- [Extract provided]:
====

Capital budget shows need for external review of legislative operations
Published Sunday, May 25, 2008
So it won’t be “Christmas in spring” after all.
You may remember that’s how our friends in Ketchikan described the pork-laden state construction budget stuffed with projects for Southeast.
“It’s beyond our dreams,” the Ketchikan Daily News said of the bill. “Although not beyond our wildest dreams.”
With Gov. Sarah Palin’s vetoes, the bill is not so dreamy. Palin made progress toward regional balance and restraint in the capital budget, but not enough.
The excesses this year illustrate weaknesses in a system set up in the early days of Alaska’s oil bonanza.
More than a quarter-century ago, lawmakers adopted the idea that it was normal to slip projects into the budget with no questions asked and no public review.
Governors going back to Jay Hammond have found this acceptable.
But the result is an inability to develop regional or statewide priorities and a spending pattern that is distorted by the quirks of individual lawmakers.
Missing from the system is any organized effort to compare the merits of competing proposals.
Our legislative system — which elevated the likes of Pete Kott, Vic Kohring and Tom Anderson to power without apology or embarrassment — is in need of reform.
The haphazard way in which capital budget decisions are made is just one element of a flawed process.
Residents of Southeast will object that they were unfairly targeted in the vetoes, but the fault lies with legislators from their part of the state who tried to make off with “everything but the squeal.”
With a plan to spend $5,832 per capita in Sitka and $1,640 per capita in the Fairbanks area, the imbalance was obvious.
If the vetoes in the Fairbanks area were not severe, that’s because there was not much to cut.
We had two-fifths of the Senate minority and one-fifteenth of the Senate majority, which made for a diet that bordered on vegetarian.

====

- [Parts of the exercise]:
A. Report each line of the records below that contains the string "gold".
B. Pick up the editorial above on Alaska's capital budget right after its last sentence and write the next part.
The editorial and the records have nothing to do with each other.

- [Input rows]:
====

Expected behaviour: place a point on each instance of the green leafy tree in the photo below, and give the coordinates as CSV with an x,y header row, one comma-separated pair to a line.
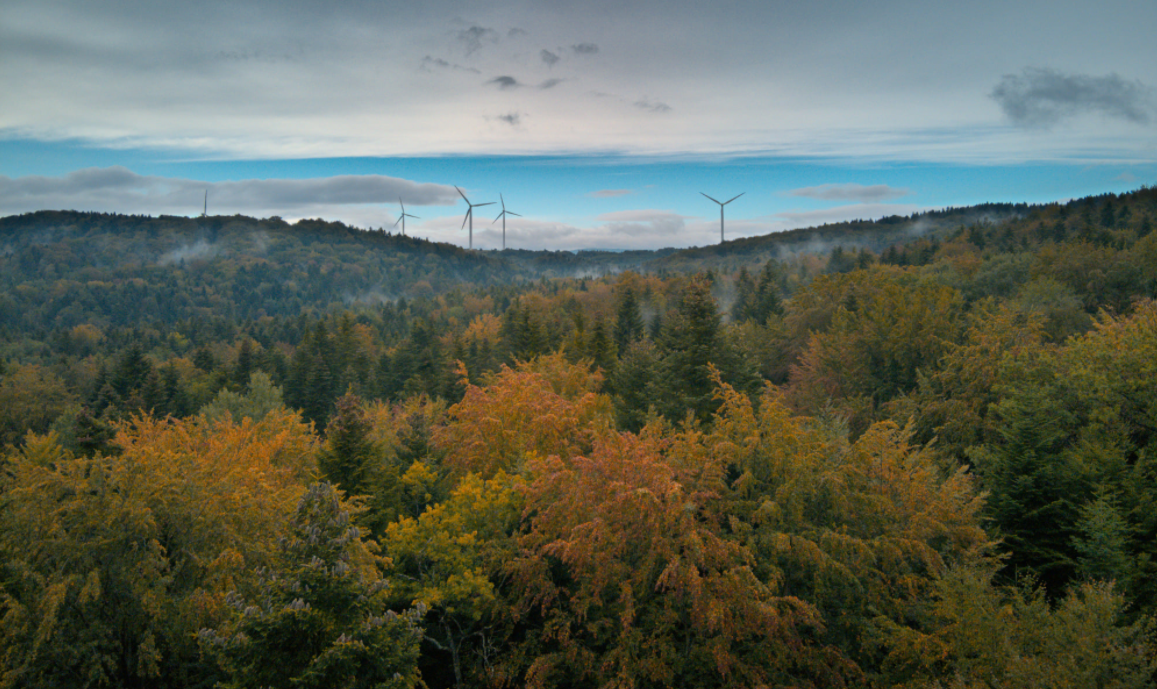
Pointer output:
x,y
260,398
319,617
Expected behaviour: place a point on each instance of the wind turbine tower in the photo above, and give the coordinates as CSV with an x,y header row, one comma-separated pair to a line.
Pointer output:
x,y
722,204
403,217
470,214
502,215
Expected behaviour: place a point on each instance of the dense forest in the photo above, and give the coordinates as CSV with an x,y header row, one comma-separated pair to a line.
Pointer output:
x,y
914,452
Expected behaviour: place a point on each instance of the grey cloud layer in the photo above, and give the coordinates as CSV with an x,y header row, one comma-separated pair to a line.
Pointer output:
x,y
303,78
120,190
1044,97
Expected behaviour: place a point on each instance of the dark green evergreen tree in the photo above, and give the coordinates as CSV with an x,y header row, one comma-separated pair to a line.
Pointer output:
x,y
628,321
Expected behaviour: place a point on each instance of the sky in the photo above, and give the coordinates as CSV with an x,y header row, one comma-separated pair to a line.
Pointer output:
x,y
602,124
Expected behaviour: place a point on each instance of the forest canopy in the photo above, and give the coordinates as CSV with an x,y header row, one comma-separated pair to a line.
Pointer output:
x,y
309,456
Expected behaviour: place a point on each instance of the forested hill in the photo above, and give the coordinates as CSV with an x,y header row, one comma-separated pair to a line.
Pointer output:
x,y
61,267
919,467
859,235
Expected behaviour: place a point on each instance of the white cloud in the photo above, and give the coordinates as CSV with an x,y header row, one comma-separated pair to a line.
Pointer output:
x,y
850,192
122,191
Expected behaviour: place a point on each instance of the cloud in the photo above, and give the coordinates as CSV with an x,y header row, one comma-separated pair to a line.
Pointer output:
x,y
505,82
428,63
473,37
651,105
850,192
122,191
1040,97
646,221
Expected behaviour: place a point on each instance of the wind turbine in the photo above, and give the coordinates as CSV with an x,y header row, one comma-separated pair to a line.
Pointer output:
x,y
722,204
502,215
470,214
403,217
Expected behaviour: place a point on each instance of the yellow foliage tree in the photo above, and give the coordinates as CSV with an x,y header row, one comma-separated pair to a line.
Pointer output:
x,y
112,563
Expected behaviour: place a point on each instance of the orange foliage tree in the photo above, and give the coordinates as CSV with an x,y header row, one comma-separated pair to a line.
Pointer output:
x,y
547,406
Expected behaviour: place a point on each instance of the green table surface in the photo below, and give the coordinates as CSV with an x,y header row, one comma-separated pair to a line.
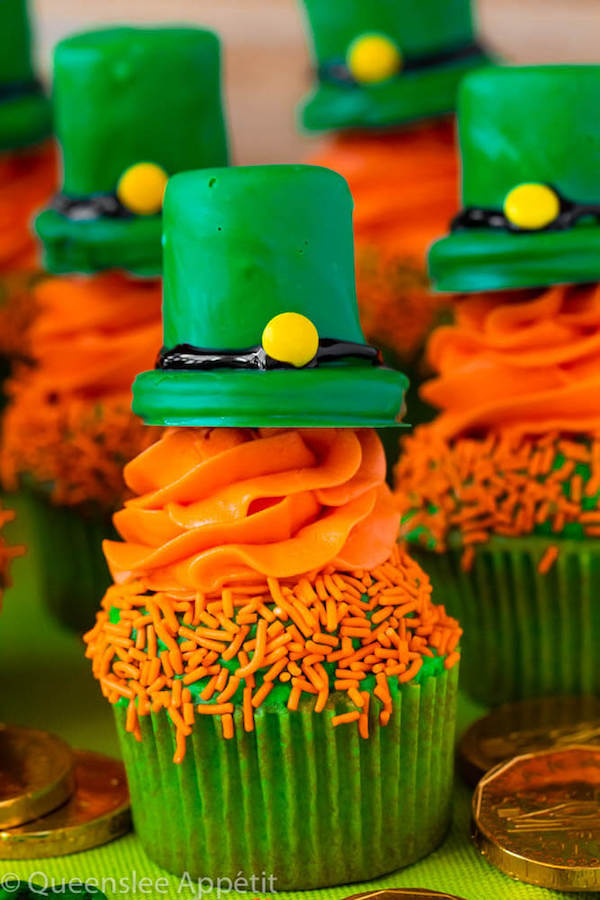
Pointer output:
x,y
45,682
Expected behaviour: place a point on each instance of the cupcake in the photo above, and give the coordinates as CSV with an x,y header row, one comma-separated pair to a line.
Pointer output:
x,y
27,176
502,491
387,82
69,428
272,657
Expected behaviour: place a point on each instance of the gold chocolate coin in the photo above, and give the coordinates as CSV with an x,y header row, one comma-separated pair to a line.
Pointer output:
x,y
527,727
537,818
97,813
36,774
406,893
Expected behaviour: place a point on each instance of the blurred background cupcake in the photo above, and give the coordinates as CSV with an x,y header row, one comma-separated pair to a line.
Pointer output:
x,y
28,176
386,81
269,651
132,107
502,490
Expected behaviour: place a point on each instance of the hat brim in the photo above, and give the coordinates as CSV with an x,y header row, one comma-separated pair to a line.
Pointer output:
x,y
410,96
93,245
24,121
480,260
344,396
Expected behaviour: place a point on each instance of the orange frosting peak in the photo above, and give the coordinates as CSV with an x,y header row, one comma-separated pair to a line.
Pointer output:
x,y
523,362
217,504
93,335
404,184
27,181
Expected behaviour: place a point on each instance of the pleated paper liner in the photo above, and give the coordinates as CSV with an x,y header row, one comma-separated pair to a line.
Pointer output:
x,y
526,634
311,804
65,546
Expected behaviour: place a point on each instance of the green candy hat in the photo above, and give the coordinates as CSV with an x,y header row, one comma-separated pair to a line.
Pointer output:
x,y
133,106
25,116
530,144
260,316
380,63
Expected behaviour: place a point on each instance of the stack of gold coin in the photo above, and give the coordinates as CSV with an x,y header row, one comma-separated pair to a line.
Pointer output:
x,y
526,727
537,818
36,774
54,800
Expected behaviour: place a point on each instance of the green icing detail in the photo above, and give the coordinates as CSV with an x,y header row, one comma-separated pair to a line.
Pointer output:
x,y
486,260
242,245
128,95
24,119
418,28
407,98
524,124
133,245
123,96
15,43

====

- [Solved tasks]:
A.
Expected behaviour: place a point on each instance of the gold chocolate coin in the photo above, and give the coordinates as CSV with an x,y header row, one comma-separated pair to a line.
Expected behaviour: place a point on each instance of the stack of gold coin in the photo above, and give the coordinates as CSV with an x,y header row, one comma-separated pair to a line.

B.
Palin cut $268 million, which was less than 10 percent of the $3 billion capital budget.
For Anchorage, she let stand a $15 million appropriation to begin planning and dirt work for a new $80 million to $100 million sports facility at UAA.
The UA regents did not ask for the $15 million. They did ask for $1 million, but it was barely noticeable on the UA wish list.
The Legislature funded the top priority of the regents, $48 million to repair equipment and buildings, and the No. 3 priority, a $46 million health sciences building in Anchorage.
But lawmakers ignored the second priority, $66 million for the first phase of a new Fairbanks science building that has been needed for years.
That the regents believe the academic building for UAF is more important than the sports building for UAA should have produced a different result in Juneau.
But defenders of the status quo say the Legislature has worked this way ever since oil money began to flow in the billions.
More than one person has labeled my attitude as naive.
The money approved for sports in Anchorage has nothing to do with the money not approved for an academic program in Fairbanks, they said.
But I don’t have to be as sharp as the warden of Barbados to think the lack of a connection between those funding decisions is another reason to question just what it is we’re doing.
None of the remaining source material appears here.